--- SOURCE INFORMATION ---

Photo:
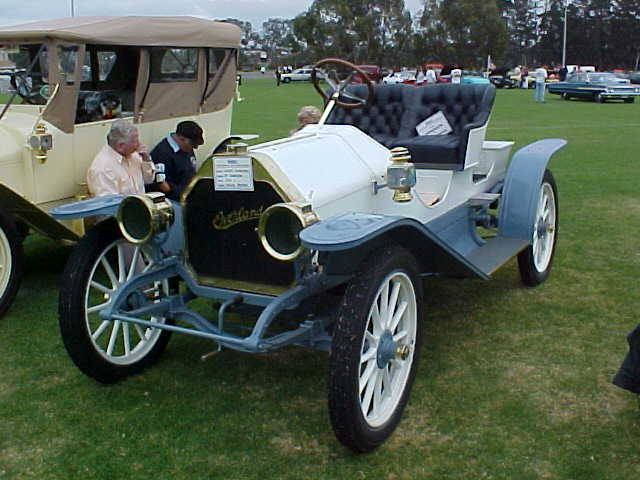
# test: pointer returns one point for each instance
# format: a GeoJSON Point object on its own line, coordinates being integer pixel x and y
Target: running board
{"type": "Point", "coordinates": [496, 252]}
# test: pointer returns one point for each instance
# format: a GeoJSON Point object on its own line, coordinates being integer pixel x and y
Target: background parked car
{"type": "Point", "coordinates": [374, 73]}
{"type": "Point", "coordinates": [299, 75]}
{"type": "Point", "coordinates": [598, 86]}
{"type": "Point", "coordinates": [404, 76]}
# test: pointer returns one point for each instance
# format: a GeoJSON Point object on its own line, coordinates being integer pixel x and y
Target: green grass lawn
{"type": "Point", "coordinates": [514, 382]}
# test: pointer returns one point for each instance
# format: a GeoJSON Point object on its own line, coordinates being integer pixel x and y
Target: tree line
{"type": "Point", "coordinates": [605, 33]}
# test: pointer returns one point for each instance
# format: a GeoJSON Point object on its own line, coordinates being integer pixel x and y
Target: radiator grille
{"type": "Point", "coordinates": [221, 235]}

---

* [YOUR OBJECTIVE]
All of the records must come back exactly as they stand, minus every picture.

* [YOUR SOLUTION]
Photo:
# test: pointer returns one point for each instance
# format: a GeoJSON Point object on its own line, coordinates being integer pixel x and y
Target: running board
{"type": "Point", "coordinates": [496, 252]}
# test: pointer returns one point for each instance
# format: a GeoJSON Point object on its own line, coordinates being integer pixel x and y
Target: background parked car
{"type": "Point", "coordinates": [374, 73]}
{"type": "Point", "coordinates": [299, 75]}
{"type": "Point", "coordinates": [598, 86]}
{"type": "Point", "coordinates": [404, 76]}
# test: pointer returns one point for each instance
# format: a GeoJSON Point object on its own line, coordinates being integer pixel x and y
Target: green grass lawn
{"type": "Point", "coordinates": [514, 382]}
# test: pointer returns one point for each instance
# format: a GeoJSON Point object on its own line, coordinates being integer pixel x and y
Target: tree line
{"type": "Point", "coordinates": [605, 33]}
# test: pointer returns one point for each instance
# format: a GeoJSON Point object on its own line, coordinates being integer pixel x and y
Target: radiator grille
{"type": "Point", "coordinates": [221, 235]}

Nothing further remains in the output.